§ **Set exercise**
Rewrite all the records below, putting "Mark every instance" wherever "Tag every instance" appears and keeping everything else the same. Leave the pictures out of your answer.

[Information shown start]

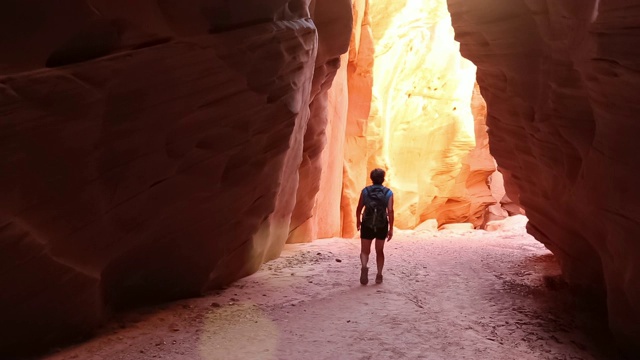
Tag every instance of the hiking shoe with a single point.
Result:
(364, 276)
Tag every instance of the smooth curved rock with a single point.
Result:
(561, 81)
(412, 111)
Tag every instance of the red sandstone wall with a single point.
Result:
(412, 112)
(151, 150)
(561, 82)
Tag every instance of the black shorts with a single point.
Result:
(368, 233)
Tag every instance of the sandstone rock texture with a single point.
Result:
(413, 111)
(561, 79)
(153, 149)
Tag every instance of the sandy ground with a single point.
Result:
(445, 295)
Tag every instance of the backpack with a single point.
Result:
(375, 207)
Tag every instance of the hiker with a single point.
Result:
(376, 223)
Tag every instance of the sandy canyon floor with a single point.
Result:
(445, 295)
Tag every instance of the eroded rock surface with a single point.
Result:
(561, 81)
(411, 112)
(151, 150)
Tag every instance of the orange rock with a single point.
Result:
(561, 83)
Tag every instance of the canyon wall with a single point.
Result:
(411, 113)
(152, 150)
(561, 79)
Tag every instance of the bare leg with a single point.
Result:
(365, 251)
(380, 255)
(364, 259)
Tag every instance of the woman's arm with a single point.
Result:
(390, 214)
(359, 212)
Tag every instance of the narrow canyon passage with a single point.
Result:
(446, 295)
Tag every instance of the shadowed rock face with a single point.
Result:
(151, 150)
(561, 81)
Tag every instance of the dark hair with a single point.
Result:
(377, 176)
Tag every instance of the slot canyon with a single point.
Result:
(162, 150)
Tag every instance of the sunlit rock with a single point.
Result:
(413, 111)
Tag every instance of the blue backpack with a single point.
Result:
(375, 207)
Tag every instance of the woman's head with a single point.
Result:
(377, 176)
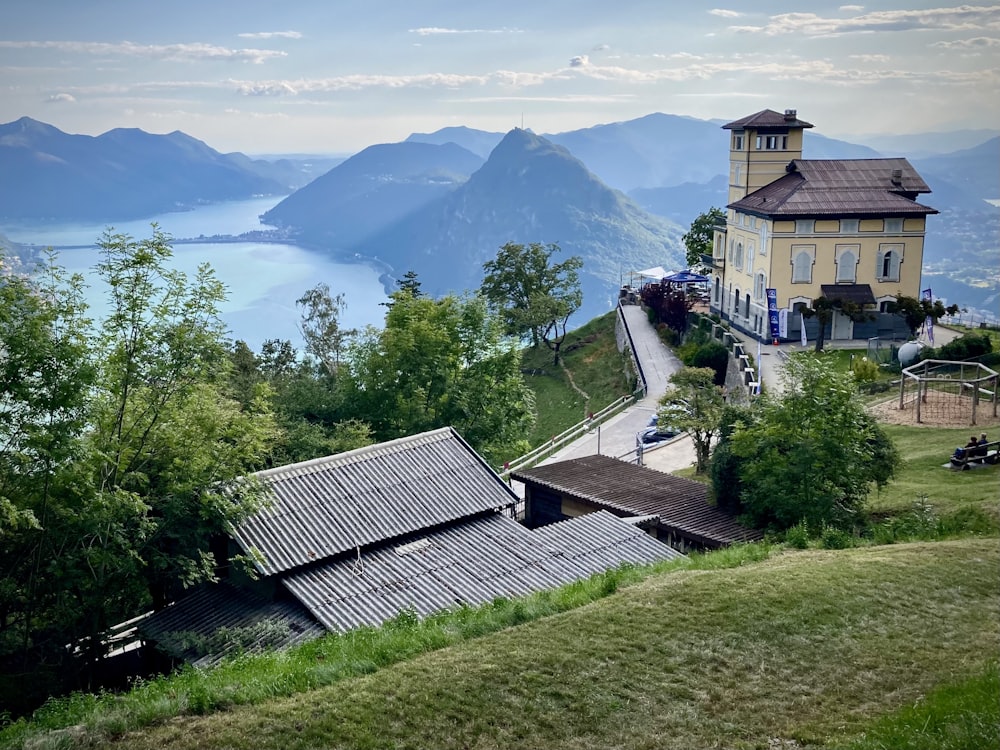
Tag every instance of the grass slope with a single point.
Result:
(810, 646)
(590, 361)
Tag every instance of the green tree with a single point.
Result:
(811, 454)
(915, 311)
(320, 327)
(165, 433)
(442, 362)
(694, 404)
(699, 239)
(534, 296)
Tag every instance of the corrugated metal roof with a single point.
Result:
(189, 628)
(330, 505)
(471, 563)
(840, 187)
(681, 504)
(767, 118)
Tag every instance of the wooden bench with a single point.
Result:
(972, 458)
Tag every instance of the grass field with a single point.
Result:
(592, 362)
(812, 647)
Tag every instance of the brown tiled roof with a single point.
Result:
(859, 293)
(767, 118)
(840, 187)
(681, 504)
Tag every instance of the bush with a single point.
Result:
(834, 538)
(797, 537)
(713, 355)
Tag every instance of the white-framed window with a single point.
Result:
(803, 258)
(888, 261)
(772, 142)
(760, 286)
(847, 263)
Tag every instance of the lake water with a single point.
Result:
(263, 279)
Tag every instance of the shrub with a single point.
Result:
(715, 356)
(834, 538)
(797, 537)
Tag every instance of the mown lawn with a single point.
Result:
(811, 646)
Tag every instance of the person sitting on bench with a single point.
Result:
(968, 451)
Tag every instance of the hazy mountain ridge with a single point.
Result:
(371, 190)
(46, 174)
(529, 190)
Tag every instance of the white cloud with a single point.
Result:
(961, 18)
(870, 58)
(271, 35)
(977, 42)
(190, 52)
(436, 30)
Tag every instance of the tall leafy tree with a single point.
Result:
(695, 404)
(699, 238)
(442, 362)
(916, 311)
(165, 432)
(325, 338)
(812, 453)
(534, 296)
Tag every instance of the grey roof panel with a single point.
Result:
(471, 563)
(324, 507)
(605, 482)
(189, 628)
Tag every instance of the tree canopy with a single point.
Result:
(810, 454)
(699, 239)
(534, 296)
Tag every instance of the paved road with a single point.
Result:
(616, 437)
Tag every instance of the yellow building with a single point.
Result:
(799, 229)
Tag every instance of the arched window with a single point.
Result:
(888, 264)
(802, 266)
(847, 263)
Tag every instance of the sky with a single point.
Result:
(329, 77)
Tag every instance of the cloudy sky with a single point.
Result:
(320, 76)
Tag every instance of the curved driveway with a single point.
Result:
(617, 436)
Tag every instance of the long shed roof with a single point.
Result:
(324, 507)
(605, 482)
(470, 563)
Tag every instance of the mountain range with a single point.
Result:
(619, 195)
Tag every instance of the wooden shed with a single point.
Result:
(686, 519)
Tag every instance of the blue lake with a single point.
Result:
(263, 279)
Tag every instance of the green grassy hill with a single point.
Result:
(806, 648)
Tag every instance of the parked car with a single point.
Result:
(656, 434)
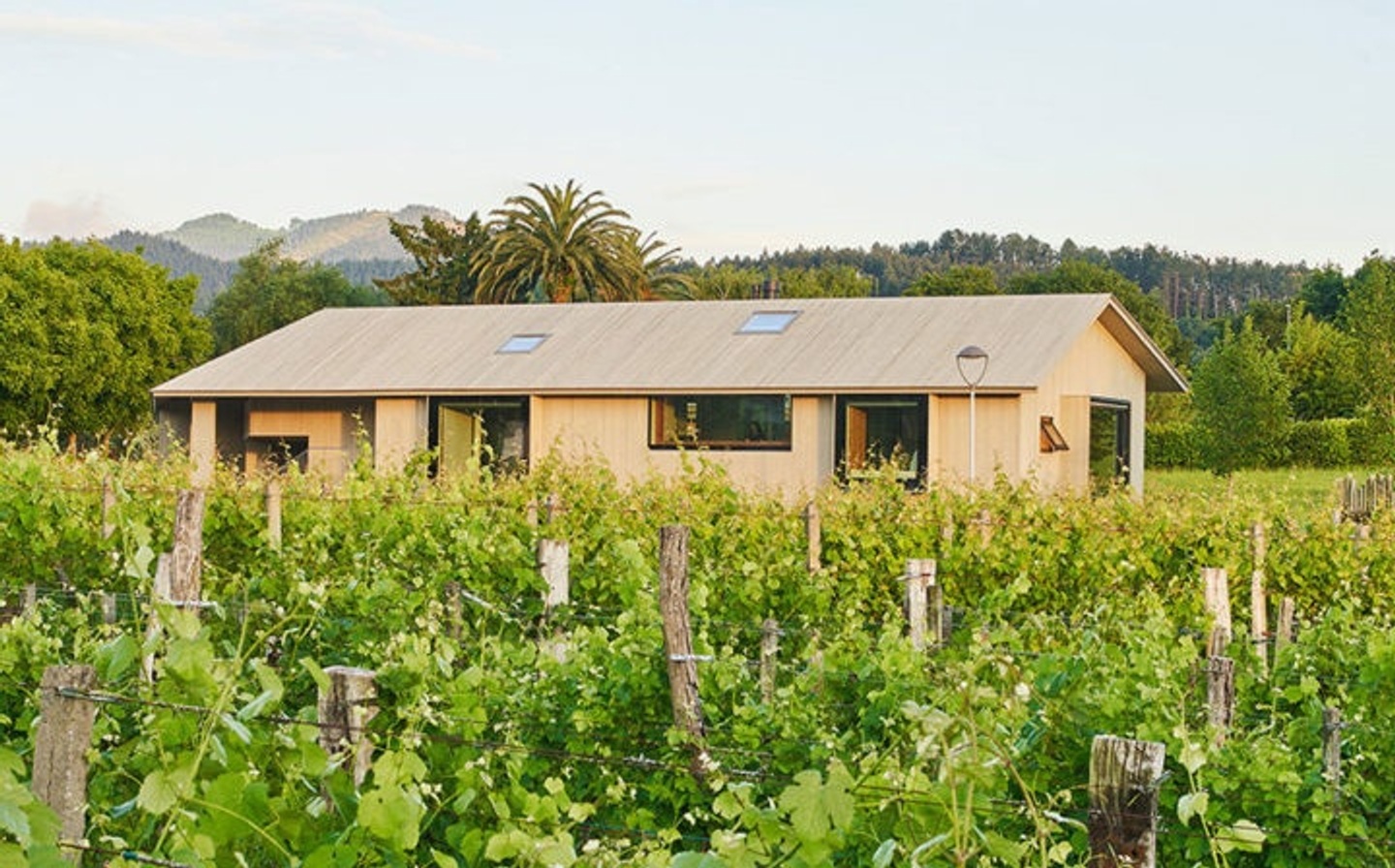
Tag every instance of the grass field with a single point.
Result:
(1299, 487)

[Information shown end]

§ **Finished exercise**
Mark every instance of the hiking shoe with a single point.
Result:
(364, 276)
Mark every instance of the smooth curved rock with a single point.
Result:
(561, 81)
(412, 111)
Mark every instance of the red sandstone wall with a single point.
Result:
(412, 112)
(151, 150)
(561, 82)
Mark every instance of the black shorts with a single point.
Result:
(368, 233)
Mark every instance of the sandstone rock texture with a single point.
Result:
(413, 111)
(561, 79)
(153, 149)
Mark every instance of the sandy ground with a single point.
Result:
(445, 295)
Mark every instance of the backpack with a single point.
Result:
(375, 207)
Mark every instance of the hiker with a single point.
Result:
(376, 223)
Mark every instance of the sandy canyon floor with a single point.
Result:
(445, 295)
Mark every instance of the eroded rock surface with a single point.
Result:
(561, 81)
(411, 112)
(151, 150)
Mark every instance of the orange rock with a single point.
Result:
(561, 83)
Mark every instance of the canyon wall with a single point.
Result:
(411, 113)
(152, 150)
(561, 79)
Mark every instance of the bare leg with a single point.
Result:
(365, 251)
(380, 255)
(364, 259)
Mark every instance of the woman's arm with a single point.
Result:
(390, 214)
(359, 212)
Mark every instance of the narrow canyon passage with a single point.
Result:
(446, 295)
Mark every instance of the shadowed rock face with a single point.
Result:
(151, 150)
(561, 81)
Mark every instance of the dark hair with a single point.
Result:
(377, 176)
Mark every instance of the slot canyon with a single point.
Result:
(162, 150)
Mark every instance of the sunlit rock with a single point.
Result:
(413, 111)
Mark every instance of the blue backpack with a single point.
Result:
(375, 207)
Mark every instance of the woman's head with a single point.
Result:
(377, 176)
Mark every instance of the grass slope with a single point.
Result:
(810, 646)
(590, 361)
Mark every instance of the green tree with a single point.
Result:
(811, 454)
(915, 311)
(320, 327)
(165, 433)
(442, 362)
(694, 404)
(699, 239)
(534, 296)
Mark every instance of the corrugated metal roof with a single point.
Result:
(189, 628)
(330, 505)
(471, 563)
(840, 187)
(681, 504)
(767, 118)
Mark every instance of the wooden bench with a single point.
Result:
(972, 458)
Mark every instance of the grass field with a single point.
Result:
(592, 362)
(812, 647)
Mark every instance of the brown tiled roof with a single point.
Result:
(859, 293)
(767, 118)
(840, 187)
(681, 504)
Mark every instance of the bush with a single point.
Result:
(834, 538)
(797, 537)
(713, 355)
Mark every instance of the white-framed window with a single point.
Result:
(803, 258)
(888, 261)
(772, 142)
(760, 286)
(847, 263)
Mark every instance of the lake water with a single point.
Result:
(263, 279)
Mark every instance of the shrub with a single point.
Result:
(715, 356)
(834, 538)
(797, 537)
Mark every instance of the mown lawn with a single point.
Result:
(811, 646)
Mark every instance of the person sitting on bench with a single point.
Result:
(968, 451)
Mark every instance of the hazy mountain ridge with a single point.
Result:
(371, 190)
(46, 174)
(529, 190)
Mark every instance of the white cloud with a single point.
Result:
(961, 18)
(870, 58)
(271, 35)
(977, 42)
(190, 52)
(436, 30)
Mark every instance of the tall leafy tree with a single point.
Result:
(695, 404)
(699, 238)
(442, 362)
(916, 311)
(165, 432)
(325, 338)
(812, 453)
(534, 296)
Mark every instance of the grey roof panel with a single point.
Result:
(471, 563)
(324, 507)
(605, 482)
(189, 628)
Mark every instance of the tree canopy with a single point.
Result:
(810, 454)
(699, 239)
(534, 296)
Mark every instance of the paved road with a single point.
Result:
(616, 437)
Mark every instance of the yellow building with a single point.
Result:
(799, 229)
Mark every instance of the arched window with a single point.
Result:
(888, 264)
(802, 266)
(847, 263)
Mark every instance of the sky with a single point.
Result:
(329, 77)
Mark every instance of the cloudy sky with a single point.
Result:
(320, 76)
Mark every instance of the curved driveway with a single point.
Result:
(617, 436)
Mark every instance of the long shed roof with a single point.
Result:
(324, 507)
(605, 482)
(470, 563)
Mark every instance of the mountain range with a single point.
Result:
(619, 195)
Mark every instance of the wooden shed with a single point.
Result:
(686, 519)
Mark every instance of the blue lake with a single point.
Result:
(263, 279)
Mark every instance of the green grassy hill with a single point.
Result:
(806, 648)
Mark every instance of the parked car with a single point.
Result:
(656, 434)
Mark every instance of the grass field with a single point.
Result:
(1299, 487)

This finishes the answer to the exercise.